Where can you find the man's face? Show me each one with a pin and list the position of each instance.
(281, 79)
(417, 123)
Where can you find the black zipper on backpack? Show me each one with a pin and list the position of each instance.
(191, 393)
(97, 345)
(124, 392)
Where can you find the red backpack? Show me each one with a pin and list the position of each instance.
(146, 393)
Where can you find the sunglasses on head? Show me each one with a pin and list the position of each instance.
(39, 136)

# # # #

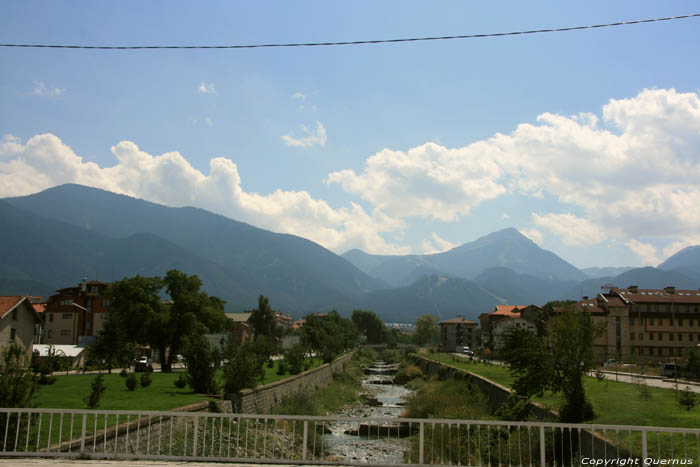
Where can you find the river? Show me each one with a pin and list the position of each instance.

# # # #

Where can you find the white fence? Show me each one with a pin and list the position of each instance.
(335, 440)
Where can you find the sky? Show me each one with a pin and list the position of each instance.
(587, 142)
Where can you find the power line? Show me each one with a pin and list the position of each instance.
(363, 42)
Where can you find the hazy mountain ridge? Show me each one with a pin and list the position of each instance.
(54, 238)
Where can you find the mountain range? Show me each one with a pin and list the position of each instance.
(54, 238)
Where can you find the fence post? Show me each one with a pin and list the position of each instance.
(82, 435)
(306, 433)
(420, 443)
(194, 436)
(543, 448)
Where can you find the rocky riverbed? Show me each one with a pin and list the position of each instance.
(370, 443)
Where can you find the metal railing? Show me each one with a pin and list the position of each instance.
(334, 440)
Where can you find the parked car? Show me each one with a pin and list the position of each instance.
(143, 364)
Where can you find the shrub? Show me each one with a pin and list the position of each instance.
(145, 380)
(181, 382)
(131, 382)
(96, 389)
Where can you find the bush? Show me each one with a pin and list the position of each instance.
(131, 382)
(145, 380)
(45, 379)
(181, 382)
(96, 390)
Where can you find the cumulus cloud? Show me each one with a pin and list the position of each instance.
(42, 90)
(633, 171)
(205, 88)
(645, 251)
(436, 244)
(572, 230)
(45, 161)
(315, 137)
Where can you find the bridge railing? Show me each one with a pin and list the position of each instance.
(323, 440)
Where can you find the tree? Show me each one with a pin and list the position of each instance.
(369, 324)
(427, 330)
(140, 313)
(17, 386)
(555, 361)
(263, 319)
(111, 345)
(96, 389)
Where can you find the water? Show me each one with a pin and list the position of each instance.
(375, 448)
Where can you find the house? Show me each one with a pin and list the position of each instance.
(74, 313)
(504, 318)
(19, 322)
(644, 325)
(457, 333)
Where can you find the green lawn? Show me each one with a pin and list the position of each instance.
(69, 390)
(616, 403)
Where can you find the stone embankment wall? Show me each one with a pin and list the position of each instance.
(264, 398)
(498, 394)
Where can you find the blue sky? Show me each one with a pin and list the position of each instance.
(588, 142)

# # # #

| OBJECTIVE |
Collect each line of the listing above that contains the string "railing", treating uppercase and lowercase letters as distinct.

| TASK OUTPUT |
Where can you find the metal railing? Show me each one with a pin and list the position of each instance.
Where can you find the bridge railing? Show me each one with a pin and list the position of each instance.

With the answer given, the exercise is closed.